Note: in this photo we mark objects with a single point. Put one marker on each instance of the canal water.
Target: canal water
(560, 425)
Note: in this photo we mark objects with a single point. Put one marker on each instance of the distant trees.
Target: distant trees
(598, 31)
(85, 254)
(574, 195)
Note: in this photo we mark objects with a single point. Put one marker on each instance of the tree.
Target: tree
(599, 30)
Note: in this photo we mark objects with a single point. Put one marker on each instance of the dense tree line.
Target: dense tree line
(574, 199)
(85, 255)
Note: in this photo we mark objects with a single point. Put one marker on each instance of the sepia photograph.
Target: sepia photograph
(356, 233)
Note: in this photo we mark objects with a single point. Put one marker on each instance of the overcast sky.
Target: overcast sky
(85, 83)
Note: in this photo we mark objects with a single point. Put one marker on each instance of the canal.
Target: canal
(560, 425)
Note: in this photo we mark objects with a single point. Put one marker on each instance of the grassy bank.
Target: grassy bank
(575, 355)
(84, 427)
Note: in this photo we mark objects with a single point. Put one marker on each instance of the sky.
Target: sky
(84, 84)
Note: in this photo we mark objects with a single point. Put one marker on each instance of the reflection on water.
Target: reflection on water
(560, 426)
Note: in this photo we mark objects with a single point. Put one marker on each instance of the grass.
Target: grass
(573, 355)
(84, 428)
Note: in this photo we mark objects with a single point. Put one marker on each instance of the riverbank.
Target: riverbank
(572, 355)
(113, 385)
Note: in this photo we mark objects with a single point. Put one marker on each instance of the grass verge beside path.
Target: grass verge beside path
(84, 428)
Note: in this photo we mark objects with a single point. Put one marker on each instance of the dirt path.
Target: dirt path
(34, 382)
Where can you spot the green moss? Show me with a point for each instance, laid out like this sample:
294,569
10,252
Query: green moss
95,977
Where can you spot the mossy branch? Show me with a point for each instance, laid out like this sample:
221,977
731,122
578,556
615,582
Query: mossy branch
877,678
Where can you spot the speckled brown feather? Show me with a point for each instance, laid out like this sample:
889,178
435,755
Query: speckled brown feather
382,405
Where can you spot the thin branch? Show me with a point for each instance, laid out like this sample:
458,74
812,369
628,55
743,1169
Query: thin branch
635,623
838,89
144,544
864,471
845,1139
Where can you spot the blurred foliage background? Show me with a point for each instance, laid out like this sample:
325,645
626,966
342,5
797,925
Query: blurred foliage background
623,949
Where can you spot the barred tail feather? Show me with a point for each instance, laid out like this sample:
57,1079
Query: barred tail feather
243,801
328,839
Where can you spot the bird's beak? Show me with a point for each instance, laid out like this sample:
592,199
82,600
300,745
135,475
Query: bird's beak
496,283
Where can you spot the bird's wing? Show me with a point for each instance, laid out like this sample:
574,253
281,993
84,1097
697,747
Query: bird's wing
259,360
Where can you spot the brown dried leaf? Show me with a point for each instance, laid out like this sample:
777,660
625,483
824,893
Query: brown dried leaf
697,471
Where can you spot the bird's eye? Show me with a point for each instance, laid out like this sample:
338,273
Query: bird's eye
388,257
***
▶ _Prompt_: Output the entire listing again, word for word.

▶ _Problem solution_:
Note: in this photo we mark objects with a single point. Put one marker on each instance of the canal water.
Target: canal water
(560, 425)
Note: in this photo we mark objects with a single point. Put one marker on each instance of the distant trees.
Target: distant trees
(598, 31)
(85, 254)
(574, 195)
Note: in this photo we mark objects with a single point. Put one marker on each instance of the tree.
Target: tree
(599, 30)
Note: in this photo we mark objects with a single point. Put one marker on each instance of the dense tree line.
Target: dense tree line
(574, 199)
(85, 255)
Note: in this photo we mark objects with a single point. Put one marker on each instance of the sepia photograph.
Target: sepia photograph
(356, 233)
Note: in this photo we mark objects with a single point. Put one marker on each instance of the overcast sky.
Target: overcast sky
(85, 83)
Note: in this photo we mark objects with a single point. Put one marker on each instance of the canal.
Target: canal
(560, 425)
Note: in this photo we mark objects with a single point. Put one marker on each instance of the grassy bank.
Target: grassy bank
(575, 355)
(84, 427)
Note: in this photo we mark objects with a single point. Put one marker on each instance of the sky.
Target: sky
(84, 84)
Note: in this photo we mark objects with a single point. Put one marker on each instance of the reflection on water.
Target: reflection on water
(560, 426)
Note: in this photo we mark objects with a single point. Put one marker on each instance of the grass.
Target: grass
(573, 355)
(84, 428)
Note: in this photo we mark objects with a single point. Put one marker on each instance of the riverbank.
Target: riverbank
(572, 355)
(113, 385)
Note: in this photo we mark objects with a single point. Put one marker on each instance of the grass verge beside path.
Target: grass verge beside path
(84, 428)
Note: in this photo we mark objects with a single point. Put one marker on each instance of the dirt path.
Target: dirt path
(34, 382)
Where can you spot the green moss? Show me with a point for each instance, laid out like this sample:
294,569
10,252
Query: green moss
95,977
Where can you spot the mossy branch? Show me with a point for each instance, laid out like this sample:
221,977
731,122
578,556
615,582
Query: mossy branch
877,678
Where can you spot the speckled brown feather? Show me with a point for each instance, laid out like this sample:
889,178
435,755
Query: speckled brown feather
382,405
Where can you spot the thin branch? Show me with a point for each instance, laid out like this sample:
458,74
812,369
628,55
743,1169
Query: thin branch
635,623
838,89
144,544
864,471
845,1139
Where can you spot the blurred foliage background? Show me with a point for each instance, laid out like this sample:
325,645
626,966
342,5
797,925
Query: blurred foliage background
623,949
Where can you spot the barred tail feather? Show me with a point for each instance, laid out like this sample:
57,1079
Query: barred tail feather
243,801
328,839
Where can you spot the bird's beak? Show me with a point for each instance, laid out like this sample:
592,199
82,600
300,745
135,475
Query: bird's beak
496,283
Where can you spot the bird's wing? Show me with a point for each instance, laid out like this sample:
574,253
281,993
84,1097
697,747
Query: bird's wing
259,360
Where can you spot the brown dried leaf? Show me with a point for each instance, laid out like this sample:
777,660
625,483
824,893
Query: brown dried leaf
697,471
Where can you spot the bird's eye? Show me with a point for each instance, laid out like this sample:
338,273
Query: bird's eye
388,257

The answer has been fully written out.